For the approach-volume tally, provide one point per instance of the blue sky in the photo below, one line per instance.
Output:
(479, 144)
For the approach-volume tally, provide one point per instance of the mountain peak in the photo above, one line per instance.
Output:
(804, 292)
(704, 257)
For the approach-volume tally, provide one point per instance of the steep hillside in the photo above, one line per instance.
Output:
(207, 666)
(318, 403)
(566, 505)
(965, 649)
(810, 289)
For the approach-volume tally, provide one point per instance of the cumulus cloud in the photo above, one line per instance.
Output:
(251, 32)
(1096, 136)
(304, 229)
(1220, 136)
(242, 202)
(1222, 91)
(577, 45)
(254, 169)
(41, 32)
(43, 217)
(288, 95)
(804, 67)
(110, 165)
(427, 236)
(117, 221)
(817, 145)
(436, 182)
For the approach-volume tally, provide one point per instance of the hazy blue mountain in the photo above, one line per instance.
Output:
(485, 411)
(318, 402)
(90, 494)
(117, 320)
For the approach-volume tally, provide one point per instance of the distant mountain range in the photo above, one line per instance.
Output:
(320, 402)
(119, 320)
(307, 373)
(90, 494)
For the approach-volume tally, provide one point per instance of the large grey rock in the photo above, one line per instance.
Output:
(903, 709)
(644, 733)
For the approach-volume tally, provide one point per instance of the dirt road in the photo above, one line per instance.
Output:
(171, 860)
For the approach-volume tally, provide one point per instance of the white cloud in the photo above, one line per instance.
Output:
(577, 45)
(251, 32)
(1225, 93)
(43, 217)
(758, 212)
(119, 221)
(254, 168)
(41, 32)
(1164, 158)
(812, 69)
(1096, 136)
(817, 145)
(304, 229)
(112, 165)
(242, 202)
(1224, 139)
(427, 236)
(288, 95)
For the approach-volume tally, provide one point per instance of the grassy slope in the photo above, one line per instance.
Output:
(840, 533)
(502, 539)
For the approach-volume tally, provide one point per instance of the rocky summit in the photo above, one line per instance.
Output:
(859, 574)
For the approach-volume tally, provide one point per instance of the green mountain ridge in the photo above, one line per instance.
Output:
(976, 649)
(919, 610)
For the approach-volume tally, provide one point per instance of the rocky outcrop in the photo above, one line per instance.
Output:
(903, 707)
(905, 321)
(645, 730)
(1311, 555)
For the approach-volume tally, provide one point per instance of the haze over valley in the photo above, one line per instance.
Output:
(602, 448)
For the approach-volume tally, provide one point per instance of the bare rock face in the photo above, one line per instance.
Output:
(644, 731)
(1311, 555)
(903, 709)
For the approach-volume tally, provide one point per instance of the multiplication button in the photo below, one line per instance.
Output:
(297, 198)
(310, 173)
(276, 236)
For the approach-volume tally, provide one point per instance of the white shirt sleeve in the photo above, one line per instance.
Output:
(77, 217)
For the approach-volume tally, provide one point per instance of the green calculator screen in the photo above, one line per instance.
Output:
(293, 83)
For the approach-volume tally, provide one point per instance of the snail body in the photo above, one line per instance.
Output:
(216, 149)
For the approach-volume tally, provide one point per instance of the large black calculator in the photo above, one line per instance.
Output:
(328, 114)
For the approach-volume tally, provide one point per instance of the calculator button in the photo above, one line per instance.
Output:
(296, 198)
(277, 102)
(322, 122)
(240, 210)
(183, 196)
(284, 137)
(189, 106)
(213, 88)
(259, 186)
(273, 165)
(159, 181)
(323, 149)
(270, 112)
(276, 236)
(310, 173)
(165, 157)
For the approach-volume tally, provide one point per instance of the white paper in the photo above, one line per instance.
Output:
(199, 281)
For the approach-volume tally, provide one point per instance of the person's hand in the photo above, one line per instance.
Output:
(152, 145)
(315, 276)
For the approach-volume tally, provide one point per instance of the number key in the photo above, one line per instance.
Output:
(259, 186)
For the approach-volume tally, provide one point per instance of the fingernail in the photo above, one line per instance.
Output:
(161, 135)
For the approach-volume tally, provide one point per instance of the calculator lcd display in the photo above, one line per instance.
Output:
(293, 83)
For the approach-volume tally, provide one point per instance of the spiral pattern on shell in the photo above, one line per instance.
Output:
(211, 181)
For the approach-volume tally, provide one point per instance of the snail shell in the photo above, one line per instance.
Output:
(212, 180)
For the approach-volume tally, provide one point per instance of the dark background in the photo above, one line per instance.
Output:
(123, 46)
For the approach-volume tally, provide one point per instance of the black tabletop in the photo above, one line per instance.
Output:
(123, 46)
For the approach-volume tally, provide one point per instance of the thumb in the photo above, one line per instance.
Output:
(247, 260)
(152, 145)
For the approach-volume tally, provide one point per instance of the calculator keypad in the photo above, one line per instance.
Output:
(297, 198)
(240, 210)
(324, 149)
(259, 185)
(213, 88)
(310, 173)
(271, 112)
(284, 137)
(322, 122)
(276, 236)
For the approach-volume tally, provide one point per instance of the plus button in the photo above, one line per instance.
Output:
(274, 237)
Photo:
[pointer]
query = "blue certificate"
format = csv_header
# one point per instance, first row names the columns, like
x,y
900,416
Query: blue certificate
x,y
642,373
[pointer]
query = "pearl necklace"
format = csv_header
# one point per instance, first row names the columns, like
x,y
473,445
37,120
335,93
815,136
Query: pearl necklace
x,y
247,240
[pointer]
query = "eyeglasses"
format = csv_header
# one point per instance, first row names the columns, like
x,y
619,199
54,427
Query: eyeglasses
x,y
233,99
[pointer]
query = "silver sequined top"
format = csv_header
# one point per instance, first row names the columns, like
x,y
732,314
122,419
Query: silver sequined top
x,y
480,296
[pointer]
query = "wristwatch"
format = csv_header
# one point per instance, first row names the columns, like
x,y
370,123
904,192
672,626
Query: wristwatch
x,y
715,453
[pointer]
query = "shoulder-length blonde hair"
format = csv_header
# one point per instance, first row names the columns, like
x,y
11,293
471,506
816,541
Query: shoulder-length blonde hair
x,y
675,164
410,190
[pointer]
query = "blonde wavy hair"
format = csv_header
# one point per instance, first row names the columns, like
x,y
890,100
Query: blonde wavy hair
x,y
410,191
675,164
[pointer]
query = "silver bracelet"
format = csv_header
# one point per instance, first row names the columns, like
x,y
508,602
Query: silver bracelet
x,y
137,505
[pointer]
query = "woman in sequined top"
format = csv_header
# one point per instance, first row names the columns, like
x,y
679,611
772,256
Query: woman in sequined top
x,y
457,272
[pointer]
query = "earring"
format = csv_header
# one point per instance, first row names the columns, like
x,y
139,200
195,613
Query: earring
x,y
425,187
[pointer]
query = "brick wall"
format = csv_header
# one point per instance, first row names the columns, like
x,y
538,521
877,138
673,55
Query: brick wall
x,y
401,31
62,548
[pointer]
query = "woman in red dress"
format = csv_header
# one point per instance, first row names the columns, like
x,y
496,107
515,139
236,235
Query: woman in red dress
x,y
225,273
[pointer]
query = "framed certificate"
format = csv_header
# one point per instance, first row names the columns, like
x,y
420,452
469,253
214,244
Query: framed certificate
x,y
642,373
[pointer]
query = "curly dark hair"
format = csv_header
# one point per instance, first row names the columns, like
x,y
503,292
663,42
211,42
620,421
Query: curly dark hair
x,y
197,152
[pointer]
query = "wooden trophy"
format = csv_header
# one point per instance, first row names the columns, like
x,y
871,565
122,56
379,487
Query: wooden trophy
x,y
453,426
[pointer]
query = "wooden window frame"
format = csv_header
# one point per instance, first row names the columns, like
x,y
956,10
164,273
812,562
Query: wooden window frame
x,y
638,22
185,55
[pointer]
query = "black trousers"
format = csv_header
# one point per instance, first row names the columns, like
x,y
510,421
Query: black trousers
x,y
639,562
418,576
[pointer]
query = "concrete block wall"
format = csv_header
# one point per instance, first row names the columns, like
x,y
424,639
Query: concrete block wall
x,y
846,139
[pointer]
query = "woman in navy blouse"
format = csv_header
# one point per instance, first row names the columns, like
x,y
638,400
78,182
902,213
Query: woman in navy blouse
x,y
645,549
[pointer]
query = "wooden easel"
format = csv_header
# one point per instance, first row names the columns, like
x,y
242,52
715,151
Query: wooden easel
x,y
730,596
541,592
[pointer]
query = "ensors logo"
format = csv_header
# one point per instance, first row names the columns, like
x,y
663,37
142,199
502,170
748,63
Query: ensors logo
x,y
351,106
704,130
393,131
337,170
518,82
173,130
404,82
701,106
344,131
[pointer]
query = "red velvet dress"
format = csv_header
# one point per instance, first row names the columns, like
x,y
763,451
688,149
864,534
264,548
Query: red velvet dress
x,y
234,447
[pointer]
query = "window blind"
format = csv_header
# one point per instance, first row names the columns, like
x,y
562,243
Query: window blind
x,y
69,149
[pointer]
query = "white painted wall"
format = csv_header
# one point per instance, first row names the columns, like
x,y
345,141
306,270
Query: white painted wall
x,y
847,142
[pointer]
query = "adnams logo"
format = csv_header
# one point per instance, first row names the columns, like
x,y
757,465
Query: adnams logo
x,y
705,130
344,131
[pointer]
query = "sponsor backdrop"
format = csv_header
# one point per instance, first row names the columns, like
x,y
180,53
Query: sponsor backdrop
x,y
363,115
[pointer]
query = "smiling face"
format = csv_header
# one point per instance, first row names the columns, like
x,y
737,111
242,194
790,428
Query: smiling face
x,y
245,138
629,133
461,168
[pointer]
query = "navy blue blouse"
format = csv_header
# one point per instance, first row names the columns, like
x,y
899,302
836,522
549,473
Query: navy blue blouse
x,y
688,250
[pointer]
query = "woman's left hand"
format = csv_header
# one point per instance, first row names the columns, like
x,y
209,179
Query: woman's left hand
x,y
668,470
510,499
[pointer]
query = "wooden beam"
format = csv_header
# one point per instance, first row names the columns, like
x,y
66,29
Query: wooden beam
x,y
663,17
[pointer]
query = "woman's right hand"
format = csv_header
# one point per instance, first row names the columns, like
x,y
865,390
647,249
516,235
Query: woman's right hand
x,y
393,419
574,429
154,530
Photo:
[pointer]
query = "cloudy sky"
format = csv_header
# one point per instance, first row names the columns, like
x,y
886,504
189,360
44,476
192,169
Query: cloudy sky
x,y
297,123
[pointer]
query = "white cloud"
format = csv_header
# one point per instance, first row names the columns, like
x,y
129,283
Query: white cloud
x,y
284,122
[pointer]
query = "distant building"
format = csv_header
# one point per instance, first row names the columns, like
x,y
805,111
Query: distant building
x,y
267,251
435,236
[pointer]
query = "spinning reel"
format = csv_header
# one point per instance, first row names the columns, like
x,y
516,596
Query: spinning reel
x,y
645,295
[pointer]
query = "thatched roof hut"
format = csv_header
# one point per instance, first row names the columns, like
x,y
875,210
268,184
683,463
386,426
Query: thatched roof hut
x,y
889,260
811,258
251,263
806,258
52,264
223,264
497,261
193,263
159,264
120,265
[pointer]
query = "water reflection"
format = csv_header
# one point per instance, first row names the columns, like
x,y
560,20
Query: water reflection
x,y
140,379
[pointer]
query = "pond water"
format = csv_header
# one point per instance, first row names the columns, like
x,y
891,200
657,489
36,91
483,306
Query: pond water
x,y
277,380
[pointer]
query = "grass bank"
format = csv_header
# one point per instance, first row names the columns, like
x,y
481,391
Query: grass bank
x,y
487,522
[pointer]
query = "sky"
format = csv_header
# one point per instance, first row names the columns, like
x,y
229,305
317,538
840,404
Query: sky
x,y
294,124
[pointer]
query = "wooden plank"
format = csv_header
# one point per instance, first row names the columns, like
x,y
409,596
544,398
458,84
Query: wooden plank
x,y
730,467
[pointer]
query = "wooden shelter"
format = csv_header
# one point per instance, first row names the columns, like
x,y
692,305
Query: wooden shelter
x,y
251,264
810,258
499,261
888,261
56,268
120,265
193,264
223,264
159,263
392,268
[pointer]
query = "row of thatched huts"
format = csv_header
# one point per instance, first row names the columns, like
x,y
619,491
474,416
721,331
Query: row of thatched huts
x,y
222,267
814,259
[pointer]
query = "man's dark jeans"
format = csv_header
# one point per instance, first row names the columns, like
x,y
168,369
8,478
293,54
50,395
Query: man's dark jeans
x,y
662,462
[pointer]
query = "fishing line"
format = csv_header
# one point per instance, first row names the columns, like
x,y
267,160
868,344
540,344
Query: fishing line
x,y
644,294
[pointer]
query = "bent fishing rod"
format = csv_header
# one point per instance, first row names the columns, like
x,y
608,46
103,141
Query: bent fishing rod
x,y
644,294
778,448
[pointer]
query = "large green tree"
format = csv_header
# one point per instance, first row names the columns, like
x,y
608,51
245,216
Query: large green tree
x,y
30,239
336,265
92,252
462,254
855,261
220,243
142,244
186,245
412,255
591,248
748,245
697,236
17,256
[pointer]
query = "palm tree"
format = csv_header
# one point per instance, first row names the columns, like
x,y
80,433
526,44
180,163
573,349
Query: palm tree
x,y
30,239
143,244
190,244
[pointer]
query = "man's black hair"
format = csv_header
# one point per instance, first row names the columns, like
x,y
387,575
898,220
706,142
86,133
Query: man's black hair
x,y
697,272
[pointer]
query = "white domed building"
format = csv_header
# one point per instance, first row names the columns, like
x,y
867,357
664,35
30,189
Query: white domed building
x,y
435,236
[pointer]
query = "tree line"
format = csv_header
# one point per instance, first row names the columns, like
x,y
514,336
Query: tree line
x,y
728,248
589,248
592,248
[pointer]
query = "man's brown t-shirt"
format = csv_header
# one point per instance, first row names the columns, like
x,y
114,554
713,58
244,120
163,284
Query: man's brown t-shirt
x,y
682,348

-.-.-

Work task: Find each line in the records holding the string "shell" and show it.

Response box:
For the approach-volume tally, provide one point per instance of the spiral pattern on shell in the photo above, one line per instance.
For the approach-volume tally, provide one point per instance of the snail shell in the photo above, one line per instance.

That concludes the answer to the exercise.